OBJECTIVE: Print the material below verbatim, everything from the line containing "Detect all occurrences of shrub here." down to the line containing "[342,257,353,299]", both of those lines included. Output only that span.

EXTRACTED ENTRIES:
+ + + + + + +

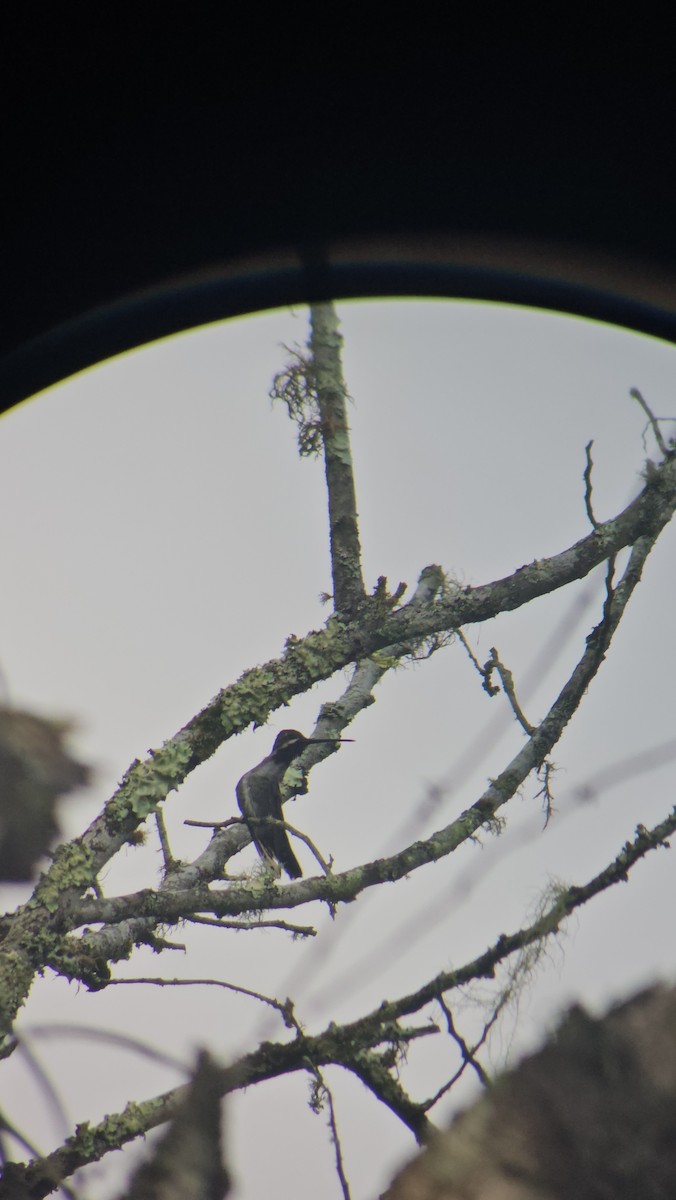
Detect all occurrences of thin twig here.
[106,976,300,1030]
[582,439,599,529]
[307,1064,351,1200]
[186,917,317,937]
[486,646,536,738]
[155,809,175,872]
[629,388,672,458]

+ + + + + + +

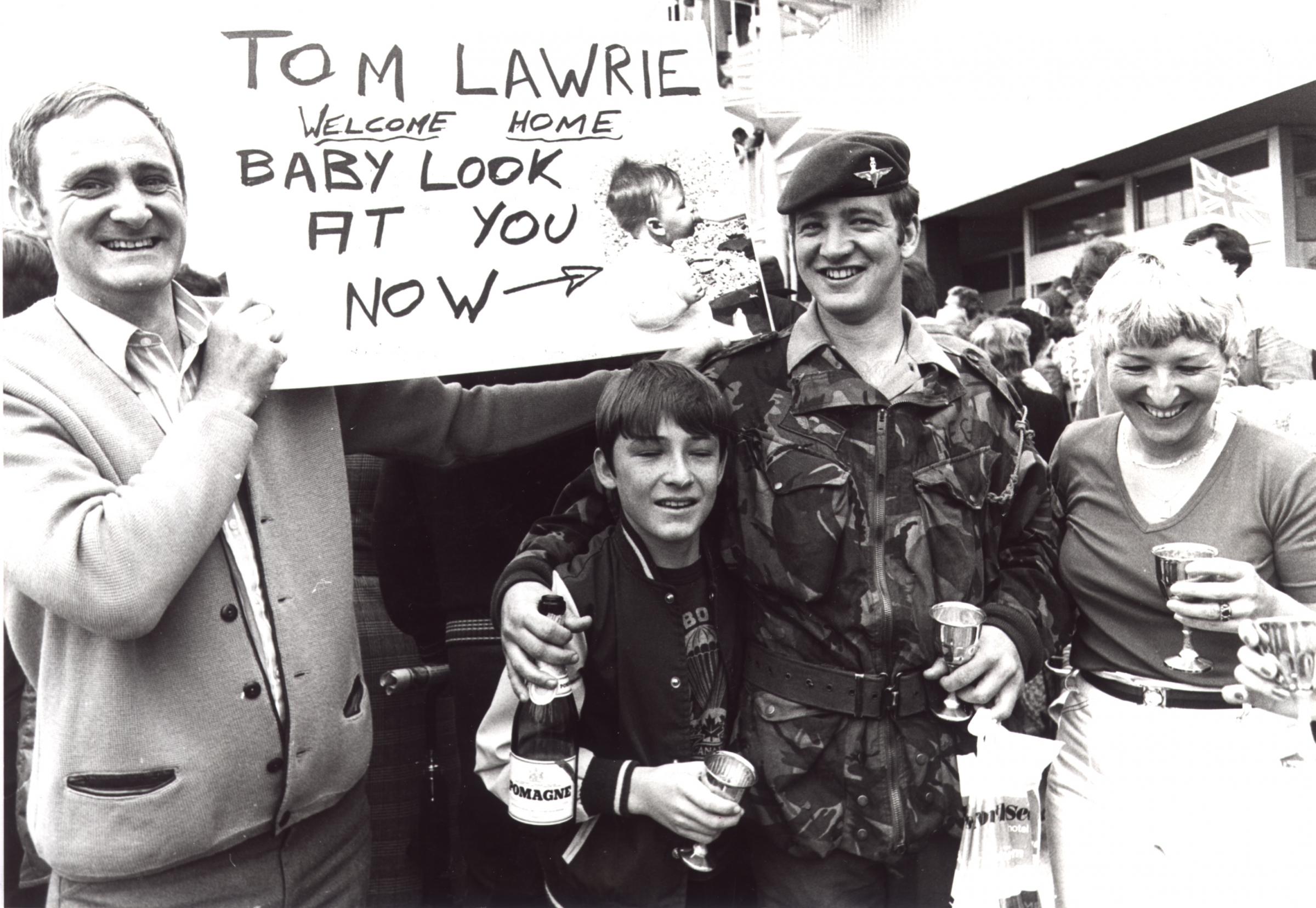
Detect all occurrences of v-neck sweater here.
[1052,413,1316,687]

+ + + + + + +

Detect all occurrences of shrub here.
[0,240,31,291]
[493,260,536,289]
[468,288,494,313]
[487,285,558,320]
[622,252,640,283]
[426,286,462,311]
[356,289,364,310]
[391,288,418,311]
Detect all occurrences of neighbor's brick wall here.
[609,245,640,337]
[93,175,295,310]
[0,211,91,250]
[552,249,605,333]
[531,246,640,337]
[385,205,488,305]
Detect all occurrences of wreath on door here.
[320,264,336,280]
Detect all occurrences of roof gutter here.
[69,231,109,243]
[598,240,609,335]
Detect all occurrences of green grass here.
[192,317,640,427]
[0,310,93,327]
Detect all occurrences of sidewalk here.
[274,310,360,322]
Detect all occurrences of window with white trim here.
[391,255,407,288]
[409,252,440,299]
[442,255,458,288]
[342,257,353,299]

+ + + + + + +

SOLUTION FOR THIS EXERCISE:
Detect all occurrences of shrub here.
[0,240,31,291]
[493,260,536,289]
[468,288,494,313]
[487,285,558,320]
[622,252,640,283]
[426,286,462,311]
[356,289,364,310]
[391,288,418,311]
Detect all occurrences of neighbor's brick wall here.
[609,245,640,337]
[93,175,295,310]
[0,211,91,250]
[552,249,605,333]
[531,246,640,337]
[385,205,488,305]
Detect all occurrences of wreath on door here.
[320,264,336,280]
Detect all occurrences of roof gutter here.
[69,231,109,243]
[598,240,609,335]
Detect all occurrences of green grass here.
[192,317,640,427]
[0,310,93,327]
Detect all occurrences of sidewalk here.
[274,310,360,322]
Detect all occurrences of window with white trim here.
[391,255,407,288]
[409,252,440,299]
[442,255,458,288]
[342,257,353,299]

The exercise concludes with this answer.